**YOUR TASK**. Pull from the listing below, word for word, the lines that run from the one containing "of the black" through the one containing "of the drummer", both included.

**STORED RECORDS**.
========================================
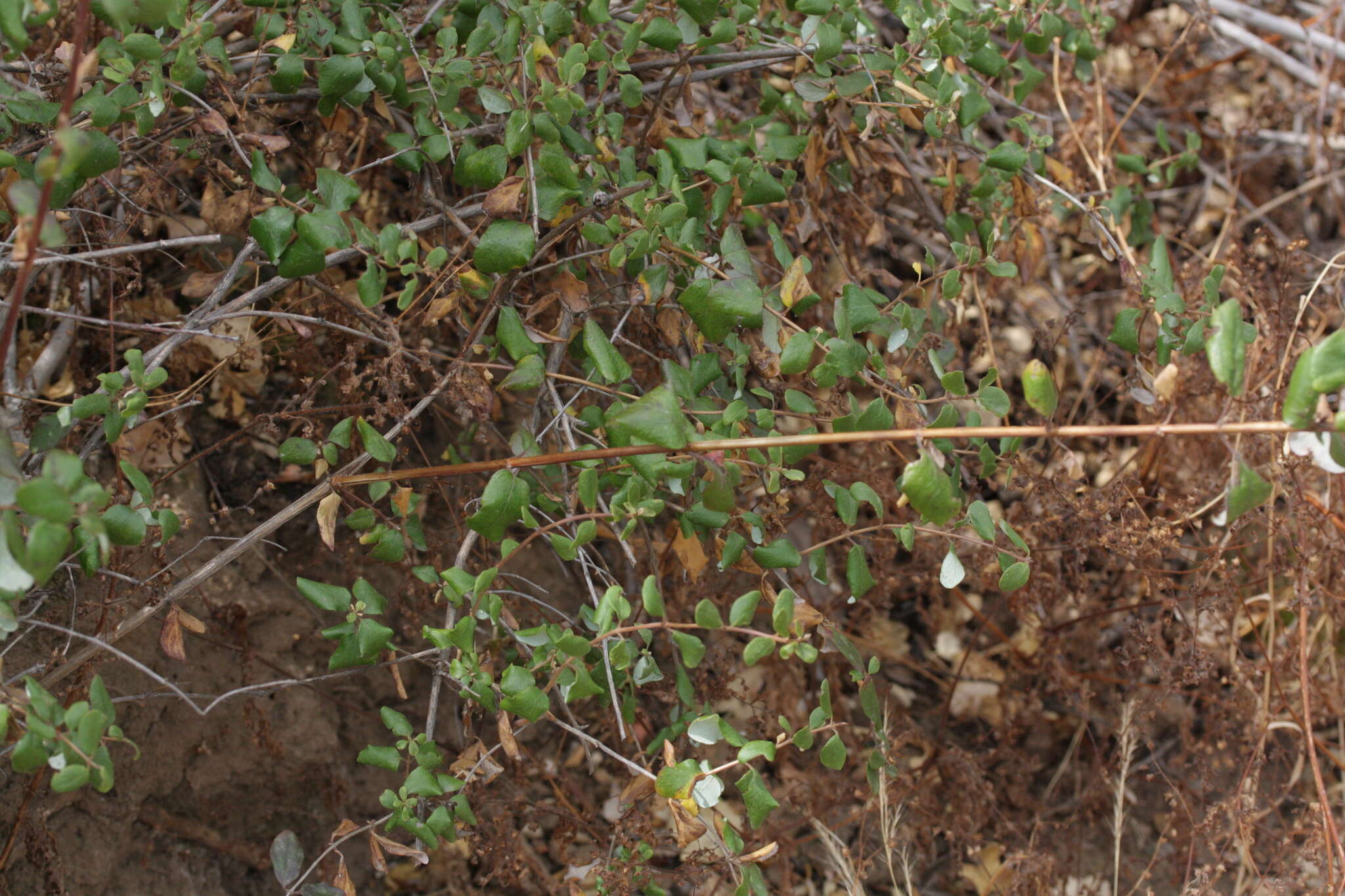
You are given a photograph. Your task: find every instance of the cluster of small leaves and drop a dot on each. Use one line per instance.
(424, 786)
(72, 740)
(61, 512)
========================================
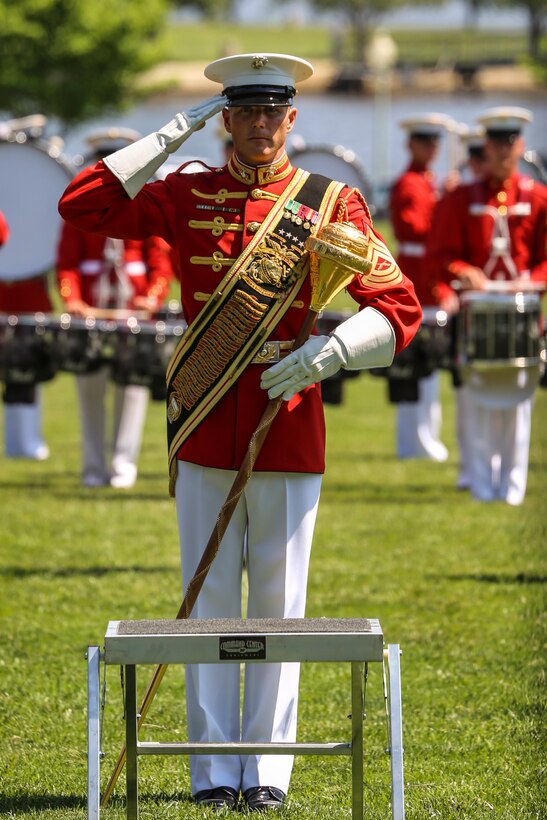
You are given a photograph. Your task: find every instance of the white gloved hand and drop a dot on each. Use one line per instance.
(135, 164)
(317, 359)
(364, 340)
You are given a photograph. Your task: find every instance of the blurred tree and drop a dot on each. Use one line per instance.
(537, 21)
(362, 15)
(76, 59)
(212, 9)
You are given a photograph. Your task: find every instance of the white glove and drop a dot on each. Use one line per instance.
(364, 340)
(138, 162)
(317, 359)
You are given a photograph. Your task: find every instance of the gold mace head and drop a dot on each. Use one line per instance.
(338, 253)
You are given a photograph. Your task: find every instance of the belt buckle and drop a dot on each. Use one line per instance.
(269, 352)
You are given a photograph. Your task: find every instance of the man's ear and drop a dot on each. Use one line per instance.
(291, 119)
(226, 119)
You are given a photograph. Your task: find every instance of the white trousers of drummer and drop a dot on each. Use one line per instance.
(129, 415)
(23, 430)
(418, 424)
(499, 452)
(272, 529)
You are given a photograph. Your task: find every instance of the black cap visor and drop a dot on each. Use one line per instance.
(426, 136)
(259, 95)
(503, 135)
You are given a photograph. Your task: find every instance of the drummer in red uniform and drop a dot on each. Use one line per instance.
========================================
**TASK RESPONSE**.
You are given a photograph. Your task: find every instance of the black cap visor and drop a dot on each. Use one line per instance.
(426, 136)
(259, 95)
(503, 135)
You are given a photograph. Your task: find every instance of the drummer in red uniform and drop a dot on each. Use one line per instance.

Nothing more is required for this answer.